=== Section Start ===
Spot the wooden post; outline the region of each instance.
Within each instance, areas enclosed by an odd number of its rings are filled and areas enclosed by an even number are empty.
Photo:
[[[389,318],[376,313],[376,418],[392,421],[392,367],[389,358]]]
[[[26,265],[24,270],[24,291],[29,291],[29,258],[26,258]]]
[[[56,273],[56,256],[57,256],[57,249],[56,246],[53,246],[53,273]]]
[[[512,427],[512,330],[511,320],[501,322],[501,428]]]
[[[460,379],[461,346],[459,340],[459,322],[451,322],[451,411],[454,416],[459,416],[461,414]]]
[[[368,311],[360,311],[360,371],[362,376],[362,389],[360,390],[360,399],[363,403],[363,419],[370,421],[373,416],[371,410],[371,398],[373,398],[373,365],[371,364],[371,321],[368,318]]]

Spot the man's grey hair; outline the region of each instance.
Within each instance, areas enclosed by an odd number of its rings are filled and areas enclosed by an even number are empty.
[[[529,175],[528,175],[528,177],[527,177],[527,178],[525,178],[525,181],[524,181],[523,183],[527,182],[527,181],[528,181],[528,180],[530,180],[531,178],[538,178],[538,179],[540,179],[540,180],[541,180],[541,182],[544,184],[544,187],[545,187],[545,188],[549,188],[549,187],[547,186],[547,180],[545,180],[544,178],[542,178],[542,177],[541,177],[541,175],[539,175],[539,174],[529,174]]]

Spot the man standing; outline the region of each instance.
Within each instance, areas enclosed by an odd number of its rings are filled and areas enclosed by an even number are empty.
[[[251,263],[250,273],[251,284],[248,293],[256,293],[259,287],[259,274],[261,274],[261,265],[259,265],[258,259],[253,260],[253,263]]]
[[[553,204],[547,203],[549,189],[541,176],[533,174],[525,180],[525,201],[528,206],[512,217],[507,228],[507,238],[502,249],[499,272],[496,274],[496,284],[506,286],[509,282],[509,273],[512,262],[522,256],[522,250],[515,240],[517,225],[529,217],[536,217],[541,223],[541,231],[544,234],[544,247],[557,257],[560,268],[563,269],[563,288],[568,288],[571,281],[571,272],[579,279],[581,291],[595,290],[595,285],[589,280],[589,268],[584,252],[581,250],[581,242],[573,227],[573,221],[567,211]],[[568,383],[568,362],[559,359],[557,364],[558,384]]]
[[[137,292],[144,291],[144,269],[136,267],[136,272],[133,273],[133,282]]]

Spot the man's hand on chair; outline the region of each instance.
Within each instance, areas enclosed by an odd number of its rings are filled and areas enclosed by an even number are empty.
=== Section End ===
Work item.
Whenever a line in the entries holds the word "region", copy that line.

Reply to the exercise.
Spot the wooden post; outline the region of each instance.
Spot the man's grey hair; outline the region of each instance.
Spot the man standing; outline the region of each instance.
Spot the man's hand on chair; outline the region of each instance.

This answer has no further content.